▸ **What this task involves**
Revise the lines of the listing that start at the line containing "outline --target=paved driveway" and stop after the line containing "Mark the region of every instance of the paved", replacing "paved driveway" with "gravel driveway" and leaving everything else unchanged. Output only those lines.

▸ **Listed records**
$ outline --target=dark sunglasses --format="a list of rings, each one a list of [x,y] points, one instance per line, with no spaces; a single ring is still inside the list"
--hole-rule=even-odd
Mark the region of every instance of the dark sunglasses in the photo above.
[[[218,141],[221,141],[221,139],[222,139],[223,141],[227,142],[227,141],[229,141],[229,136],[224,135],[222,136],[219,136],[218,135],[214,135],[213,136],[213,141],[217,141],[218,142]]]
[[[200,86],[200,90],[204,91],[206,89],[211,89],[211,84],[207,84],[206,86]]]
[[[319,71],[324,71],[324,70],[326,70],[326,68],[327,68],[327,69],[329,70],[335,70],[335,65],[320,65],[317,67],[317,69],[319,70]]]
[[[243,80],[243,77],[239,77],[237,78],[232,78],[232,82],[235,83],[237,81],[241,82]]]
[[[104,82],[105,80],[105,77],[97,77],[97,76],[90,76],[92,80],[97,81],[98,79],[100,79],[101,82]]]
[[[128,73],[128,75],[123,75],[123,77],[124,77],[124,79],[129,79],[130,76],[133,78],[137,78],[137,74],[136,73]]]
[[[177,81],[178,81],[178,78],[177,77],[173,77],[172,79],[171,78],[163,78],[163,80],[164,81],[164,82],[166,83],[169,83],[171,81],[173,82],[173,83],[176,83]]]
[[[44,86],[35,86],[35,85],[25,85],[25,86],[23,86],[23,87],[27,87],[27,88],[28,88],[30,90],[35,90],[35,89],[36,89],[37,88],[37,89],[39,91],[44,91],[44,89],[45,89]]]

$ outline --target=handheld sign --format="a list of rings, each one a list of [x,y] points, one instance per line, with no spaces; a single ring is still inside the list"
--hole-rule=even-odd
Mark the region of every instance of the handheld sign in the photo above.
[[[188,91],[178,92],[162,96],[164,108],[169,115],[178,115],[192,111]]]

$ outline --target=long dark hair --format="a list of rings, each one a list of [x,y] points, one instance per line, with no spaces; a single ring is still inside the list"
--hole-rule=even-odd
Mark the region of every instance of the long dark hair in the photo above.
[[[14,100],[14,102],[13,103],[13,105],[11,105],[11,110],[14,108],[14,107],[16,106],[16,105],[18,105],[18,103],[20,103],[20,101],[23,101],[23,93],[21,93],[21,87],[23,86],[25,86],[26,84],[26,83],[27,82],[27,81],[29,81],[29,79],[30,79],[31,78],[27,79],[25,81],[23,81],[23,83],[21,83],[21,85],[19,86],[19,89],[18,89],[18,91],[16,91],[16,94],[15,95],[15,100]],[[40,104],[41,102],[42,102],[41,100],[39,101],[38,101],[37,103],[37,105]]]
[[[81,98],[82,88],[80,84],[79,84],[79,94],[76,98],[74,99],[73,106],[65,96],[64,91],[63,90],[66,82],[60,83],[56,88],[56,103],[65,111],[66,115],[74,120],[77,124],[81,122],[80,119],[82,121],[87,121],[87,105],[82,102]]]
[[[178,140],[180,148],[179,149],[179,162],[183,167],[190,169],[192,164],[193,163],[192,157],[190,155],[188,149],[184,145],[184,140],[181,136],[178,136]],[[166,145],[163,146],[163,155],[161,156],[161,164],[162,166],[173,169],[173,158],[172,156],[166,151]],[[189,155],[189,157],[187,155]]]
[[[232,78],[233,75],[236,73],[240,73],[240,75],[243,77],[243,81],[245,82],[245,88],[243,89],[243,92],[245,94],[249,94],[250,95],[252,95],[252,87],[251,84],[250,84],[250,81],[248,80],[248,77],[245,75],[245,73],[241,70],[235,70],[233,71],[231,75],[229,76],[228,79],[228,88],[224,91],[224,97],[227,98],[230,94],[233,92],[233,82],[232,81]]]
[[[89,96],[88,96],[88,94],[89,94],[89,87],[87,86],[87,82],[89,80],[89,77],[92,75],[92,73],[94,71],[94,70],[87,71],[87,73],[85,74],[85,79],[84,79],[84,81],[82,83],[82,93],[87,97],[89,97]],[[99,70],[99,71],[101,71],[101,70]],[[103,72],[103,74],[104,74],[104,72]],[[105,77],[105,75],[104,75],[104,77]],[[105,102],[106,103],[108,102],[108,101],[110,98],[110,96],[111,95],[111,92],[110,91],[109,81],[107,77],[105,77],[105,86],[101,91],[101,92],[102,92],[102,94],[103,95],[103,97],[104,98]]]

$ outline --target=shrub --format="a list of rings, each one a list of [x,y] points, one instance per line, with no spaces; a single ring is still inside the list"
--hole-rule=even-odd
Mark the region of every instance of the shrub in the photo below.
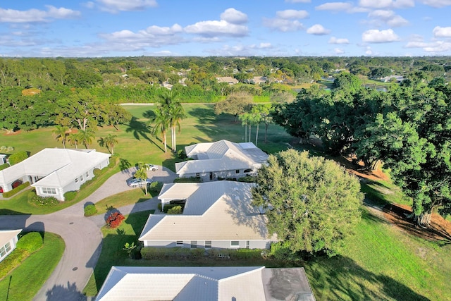
[[[29,232],[19,239],[16,248],[32,253],[42,247],[43,244],[42,236],[39,232]]]
[[[161,188],[163,188],[162,182],[159,182],[159,181],[152,182],[149,185],[149,192],[150,193],[159,194],[160,193],[160,191],[161,191]]]
[[[39,207],[51,207],[55,206],[59,204],[58,199],[56,199],[54,197],[39,197],[36,195],[36,192],[35,190],[30,191],[28,193],[28,203],[35,206]]]
[[[189,178],[175,178],[174,183],[202,183],[202,179],[200,177],[189,177]]]
[[[77,196],[76,191],[68,191],[64,194],[64,199],[66,201],[72,201]]]
[[[106,225],[111,229],[118,228],[125,219],[119,212],[113,212],[106,219]]]
[[[180,205],[174,206],[168,209],[168,214],[181,214],[182,207]]]
[[[19,191],[23,190],[24,189],[25,189],[28,186],[30,186],[30,182],[25,182],[24,183],[22,183],[20,185],[18,185],[18,187],[16,187],[16,188],[13,188],[12,190],[9,190],[9,191],[7,191],[6,192],[3,192],[3,197],[12,197],[13,195],[16,195]]]
[[[27,158],[28,158],[28,154],[27,154],[27,152],[18,152],[9,156],[8,159],[9,163],[11,165],[14,165],[23,161]]]
[[[85,207],[85,216],[91,216],[97,213],[97,209],[94,204],[90,204]]]

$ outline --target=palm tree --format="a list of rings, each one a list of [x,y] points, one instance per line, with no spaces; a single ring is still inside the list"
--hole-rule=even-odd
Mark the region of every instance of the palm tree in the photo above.
[[[97,142],[99,142],[99,145],[101,147],[106,147],[109,152],[111,153],[112,155],[114,156],[114,146],[117,145],[119,142],[116,139],[118,136],[116,135],[108,134],[106,137],[104,138],[100,138]]]
[[[69,130],[69,128],[64,125],[55,125],[55,129],[53,133],[55,135],[55,138],[56,140],[61,140],[63,142],[63,147],[66,148],[66,141],[67,136],[68,135],[68,131]]]
[[[166,143],[166,131],[169,128],[169,116],[168,116],[161,108],[156,108],[154,111],[155,116],[150,121],[154,124],[150,133],[152,136],[161,134],[164,145],[164,152],[168,152],[168,147]]]
[[[70,143],[70,145],[75,145],[75,149],[78,148],[78,142],[80,141],[80,138],[78,137],[78,133],[73,133],[72,134],[69,134],[68,135],[68,142]]]
[[[145,181],[147,180],[147,172],[146,171],[145,168],[141,168],[137,171],[136,171],[136,173],[135,173],[134,177],[137,179],[140,179],[143,181]],[[146,185],[144,185],[144,188],[146,190],[146,195],[147,195],[147,183],[146,183]]]
[[[94,130],[89,128],[86,128],[86,130],[79,130],[78,133],[78,141],[85,145],[85,147],[87,149],[89,148],[89,145],[92,142],[92,140],[96,137],[96,135]]]
[[[182,119],[186,118],[186,113],[182,104],[180,102],[176,102],[174,103],[173,106],[171,108],[169,116],[171,116],[169,123],[171,125],[171,136],[172,137],[172,150],[173,152],[176,152],[177,142],[175,139],[175,128],[178,129],[179,133],[182,131],[180,121]]]

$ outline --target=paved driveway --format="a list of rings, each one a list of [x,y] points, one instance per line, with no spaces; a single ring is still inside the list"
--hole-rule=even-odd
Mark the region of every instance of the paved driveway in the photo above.
[[[86,285],[101,250],[100,227],[104,224],[102,215],[86,218],[83,207],[87,202],[96,203],[106,197],[132,189],[126,180],[132,177],[135,168],[112,176],[97,190],[84,200],[57,212],[47,215],[2,216],[0,228],[22,228],[45,231],[61,235],[66,243],[61,260],[34,300],[37,301],[86,300],[81,291]],[[148,171],[154,180],[173,183],[175,174],[159,166],[156,171]],[[156,209],[156,197],[148,201],[118,208],[124,214]]]

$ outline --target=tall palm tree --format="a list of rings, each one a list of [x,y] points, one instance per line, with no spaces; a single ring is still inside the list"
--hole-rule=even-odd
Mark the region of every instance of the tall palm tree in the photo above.
[[[93,130],[89,128],[86,128],[86,130],[78,130],[78,133],[79,142],[85,145],[86,149],[89,148],[89,145],[92,142],[94,138],[96,137],[96,135]]]
[[[63,142],[63,147],[66,148],[66,138],[68,137],[68,135],[69,135],[68,133],[68,131],[69,130],[69,128],[67,126],[64,126],[64,125],[55,125],[55,129],[54,130],[53,133],[54,135],[55,135],[55,138],[56,139],[56,140],[58,141],[62,141]]]
[[[169,116],[159,107],[157,107],[154,113],[155,116],[150,121],[150,123],[153,124],[150,133],[154,137],[159,134],[161,135],[163,144],[164,145],[164,152],[167,152],[166,132],[169,128]]]
[[[78,137],[78,133],[73,133],[72,134],[69,134],[68,135],[68,142],[70,143],[70,145],[75,145],[75,149],[78,147],[78,142],[80,141],[80,138]]]
[[[102,147],[106,147],[111,154],[114,155],[114,146],[119,142],[116,139],[117,137],[116,135],[108,134],[104,138],[99,139],[99,145]]]
[[[173,103],[173,106],[170,109],[169,116],[169,125],[171,125],[171,136],[172,138],[172,150],[173,152],[176,152],[177,141],[175,139],[175,130],[178,129],[179,133],[182,131],[182,128],[180,127],[180,121],[182,121],[182,119],[186,118],[186,113],[185,112],[183,106],[182,106],[182,104],[178,102]]]

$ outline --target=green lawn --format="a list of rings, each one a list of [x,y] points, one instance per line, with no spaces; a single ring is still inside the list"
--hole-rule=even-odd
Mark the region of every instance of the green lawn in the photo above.
[[[59,262],[64,248],[64,241],[60,236],[46,232],[42,247],[0,281],[0,299],[31,300]]]

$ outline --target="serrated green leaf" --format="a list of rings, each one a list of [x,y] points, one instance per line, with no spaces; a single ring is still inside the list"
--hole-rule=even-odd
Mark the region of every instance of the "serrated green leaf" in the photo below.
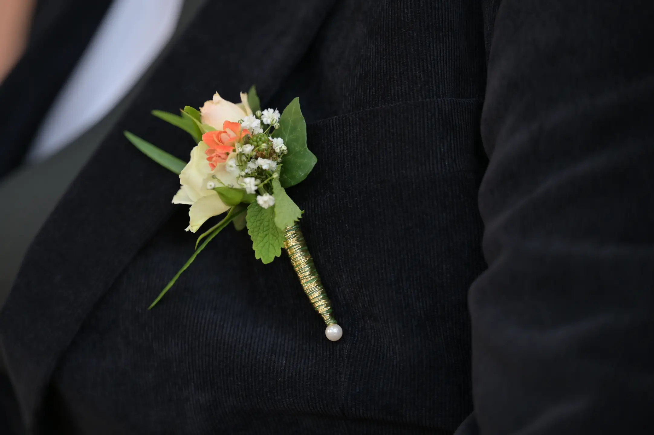
[[[273,137],[281,137],[288,150],[282,158],[279,181],[283,187],[297,184],[313,169],[318,159],[307,148],[307,124],[300,107],[300,99],[295,98],[284,109],[279,119],[279,128],[273,132]]]
[[[273,179],[273,196],[275,197],[275,224],[280,230],[286,230],[302,217],[302,211],[293,202],[279,183]]]
[[[257,111],[261,110],[261,101],[259,101],[259,96],[256,94],[256,88],[254,84],[247,93],[247,103],[252,113],[256,113]]]
[[[186,162],[177,158],[172,154],[168,154],[149,142],[144,141],[136,135],[129,131],[124,131],[123,133],[135,147],[139,148],[139,150],[164,167],[172,171],[178,175],[182,171],[182,169],[184,169],[184,167],[186,165]]]
[[[200,128],[196,124],[193,117],[186,112],[181,111],[181,116],[177,116],[164,111],[152,111],[152,114],[157,118],[164,120],[175,127],[179,127],[191,135],[193,141],[197,144],[202,140]]]
[[[191,118],[193,119],[199,121],[201,118],[201,115],[199,111],[195,107],[191,107],[190,106],[184,106],[184,111],[190,115]]]
[[[239,207],[239,208],[232,207],[232,209],[230,210],[230,213],[228,213],[227,214],[227,216],[225,217],[225,218],[219,222],[216,225],[215,225],[213,227],[212,227],[211,230],[209,230],[211,234],[207,235],[207,233],[205,233],[204,234],[200,236],[200,239],[198,239],[198,241],[199,241],[199,240],[205,235],[207,238],[204,241],[204,242],[203,242],[203,243],[200,245],[199,248],[197,247],[197,245],[196,245],[196,252],[193,252],[193,255],[191,256],[191,258],[188,259],[188,260],[184,264],[184,265],[182,266],[182,268],[179,270],[179,271],[175,274],[174,277],[173,277],[173,279],[171,279],[170,282],[169,282],[168,284],[165,286],[165,287],[164,288],[164,290],[161,291],[161,292],[159,294],[159,296],[157,296],[157,298],[154,300],[154,302],[153,302],[150,305],[150,306],[148,307],[148,309],[151,309],[152,307],[154,307],[157,304],[157,302],[161,300],[162,298],[164,297],[164,295],[169,290],[170,290],[171,287],[173,287],[175,281],[177,281],[177,279],[179,278],[180,275],[182,275],[184,271],[185,271],[187,268],[188,268],[188,266],[191,265],[191,263],[192,263],[193,261],[196,259],[196,257],[198,256],[198,254],[199,254],[201,252],[202,252],[202,250],[205,249],[207,245],[208,245],[209,243],[211,241],[211,240],[215,237],[216,237],[219,232],[222,231],[222,230],[226,226],[229,225],[230,222],[233,220],[239,215],[244,213],[245,212],[245,210],[246,209],[245,207]]]
[[[275,224],[274,207],[267,209],[253,202],[247,207],[247,233],[252,239],[254,258],[267,264],[281,255],[285,236]]]

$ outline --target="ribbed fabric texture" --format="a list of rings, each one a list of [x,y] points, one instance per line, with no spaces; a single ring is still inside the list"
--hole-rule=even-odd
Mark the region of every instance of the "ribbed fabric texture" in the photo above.
[[[273,29],[283,50],[257,65],[249,52],[234,71],[219,55],[237,32],[211,33],[230,10],[208,3],[37,238],[2,330],[23,411],[41,430],[99,433],[109,421],[137,434],[444,434],[471,412],[466,295],[485,268],[482,9],[344,0],[327,14],[324,2],[292,3],[253,5],[277,15],[252,50]],[[232,97],[250,80],[266,105],[300,97],[318,163],[288,193],[345,331],[336,343],[285,254],[263,265],[231,227],[145,310],[196,235],[183,231],[186,208],[169,204],[174,175],[120,131],[186,158],[188,139],[149,110],[199,105],[214,90]],[[107,159],[122,170],[107,171]],[[37,267],[58,274],[52,286]],[[47,380],[65,404],[58,413],[56,396],[41,401]]]

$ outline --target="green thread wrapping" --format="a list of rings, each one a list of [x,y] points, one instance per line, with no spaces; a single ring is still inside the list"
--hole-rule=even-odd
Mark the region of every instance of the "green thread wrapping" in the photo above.
[[[309,296],[313,308],[322,317],[325,324],[329,326],[336,323],[336,319],[332,315],[332,302],[320,282],[300,226],[296,222],[292,226],[287,226],[284,234],[286,240],[284,247],[288,252],[288,258],[300,278],[304,292]]]

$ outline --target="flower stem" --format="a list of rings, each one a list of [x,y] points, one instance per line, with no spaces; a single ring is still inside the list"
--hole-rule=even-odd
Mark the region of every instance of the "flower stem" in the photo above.
[[[286,240],[284,247],[288,253],[288,258],[300,278],[304,292],[309,296],[314,309],[322,317],[325,324],[329,326],[336,323],[336,319],[332,314],[332,302],[322,287],[320,277],[316,270],[313,258],[309,252],[307,242],[298,222],[292,226],[287,226],[284,233]]]

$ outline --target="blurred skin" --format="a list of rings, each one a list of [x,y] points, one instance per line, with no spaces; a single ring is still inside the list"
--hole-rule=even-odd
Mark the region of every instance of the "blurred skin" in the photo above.
[[[0,0],[0,82],[27,45],[36,0]]]

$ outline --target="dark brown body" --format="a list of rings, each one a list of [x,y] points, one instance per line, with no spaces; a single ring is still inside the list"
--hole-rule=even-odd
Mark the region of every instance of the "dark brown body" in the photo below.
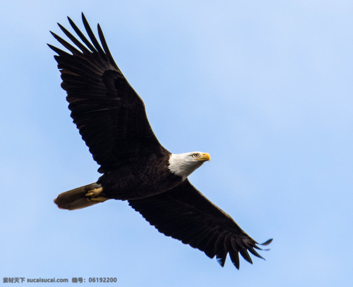
[[[103,188],[101,195],[114,199],[144,198],[169,190],[181,183],[181,177],[170,172],[168,152],[152,154],[106,172],[97,183]]]

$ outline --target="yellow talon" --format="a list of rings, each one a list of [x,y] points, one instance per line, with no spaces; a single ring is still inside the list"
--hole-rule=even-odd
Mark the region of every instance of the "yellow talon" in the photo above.
[[[110,198],[108,198],[107,197],[105,197],[104,196],[97,196],[95,197],[92,197],[90,199],[87,199],[87,200],[89,201],[96,201],[96,202],[104,202],[106,200],[110,199]]]
[[[85,195],[86,196],[89,196],[91,197],[96,197],[101,194],[103,191],[103,187],[99,187],[98,188],[94,188],[90,191],[88,191],[87,193]]]

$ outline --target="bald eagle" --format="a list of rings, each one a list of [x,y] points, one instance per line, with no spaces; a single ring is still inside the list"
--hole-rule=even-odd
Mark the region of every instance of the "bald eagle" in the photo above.
[[[127,200],[160,232],[211,258],[215,256],[222,267],[228,253],[238,269],[239,253],[251,263],[248,251],[262,258],[255,249],[272,239],[259,244],[188,180],[209,161],[210,155],[173,154],[162,146],[143,102],[113,59],[99,24],[101,46],[83,13],[82,17],[90,41],[68,17],[83,43],[58,23],[76,47],[51,31],[71,53],[48,45],[58,54],[54,58],[73,123],[103,175],[96,182],[60,193],[55,203],[73,210],[110,199]]]

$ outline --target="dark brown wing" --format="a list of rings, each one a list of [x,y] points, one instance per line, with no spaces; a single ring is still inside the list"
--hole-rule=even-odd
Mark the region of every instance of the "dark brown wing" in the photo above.
[[[211,258],[215,255],[222,267],[228,253],[238,269],[238,252],[251,263],[247,250],[262,258],[254,249],[261,250],[256,245],[258,244],[187,179],[163,193],[128,202],[160,232],[204,251]],[[267,245],[272,241],[260,245]]]
[[[92,43],[68,18],[86,46],[58,23],[79,50],[52,32],[72,54],[48,45],[59,55],[54,57],[61,73],[61,87],[67,92],[71,117],[93,158],[101,165],[98,171],[103,173],[136,162],[139,157],[165,151],[150,125],[143,102],[114,62],[99,24],[103,48],[83,13]]]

▸ **Written solution**
$ outline --target=gravel driveway --format="a list of rings, each one a list of [x,y] points, one instance per line, with no spaces; a single ring is still inside the list"
--hole-rule=even-odd
Mark the region of every instance of the gravel driveway in the photo above.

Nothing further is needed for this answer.